• REQUIREMENT:
Rewrite all of the material below with every "tall lamp post" changed to "streetlight" and nothing else altered. Leave out the pictures.

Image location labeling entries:

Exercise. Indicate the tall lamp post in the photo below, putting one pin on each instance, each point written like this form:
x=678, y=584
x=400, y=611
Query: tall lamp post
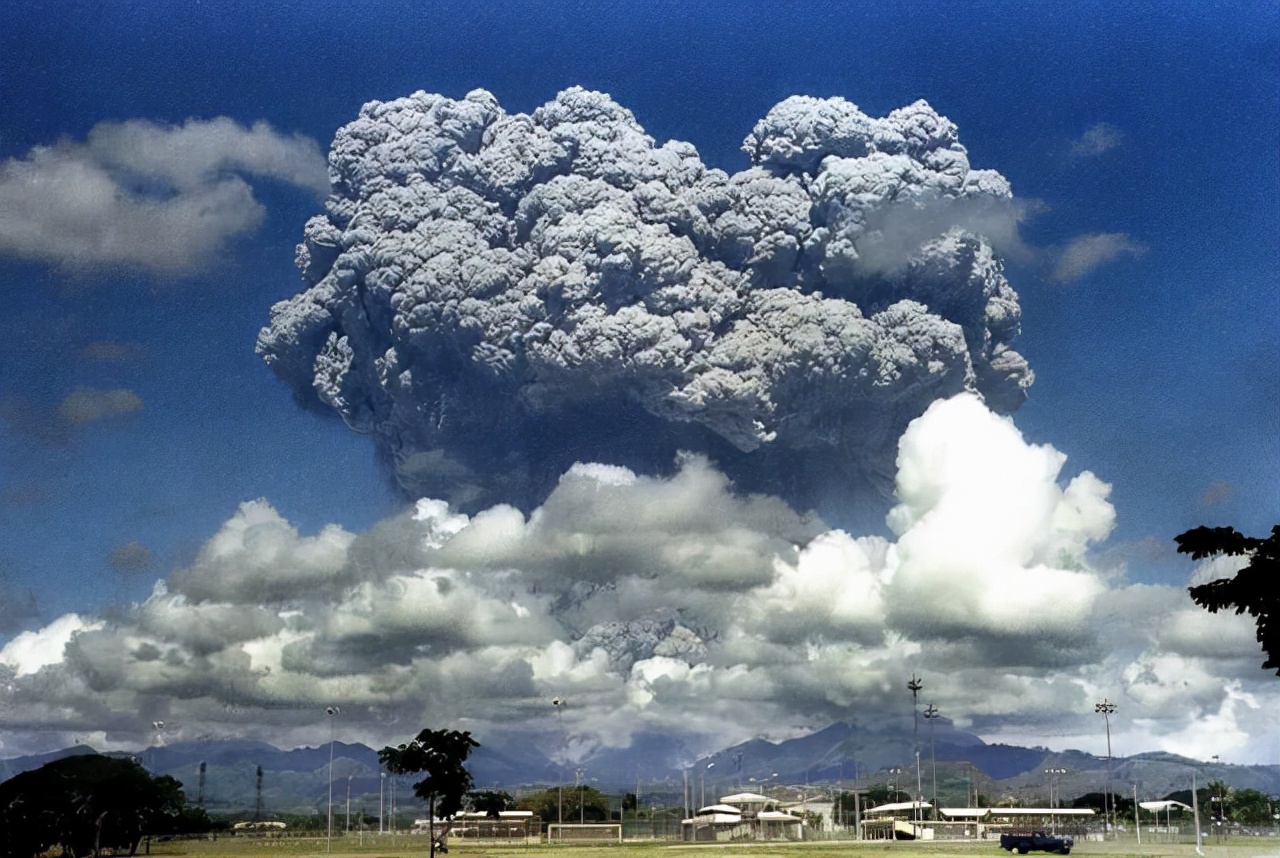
x=914, y=685
x=931, y=715
x=1106, y=708
x=332, y=711
x=558, y=702
x=1052, y=794
x=156, y=743
x=895, y=771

• RESULT OF THE TASK:
Exercise. Indicate the streetlight in the photo below, putting one pin on each instance, each point written like this form:
x=678, y=584
x=400, y=611
Query: streetlight
x=914, y=685
x=931, y=715
x=1106, y=708
x=332, y=711
x=558, y=702
x=1052, y=794
x=156, y=743
x=895, y=771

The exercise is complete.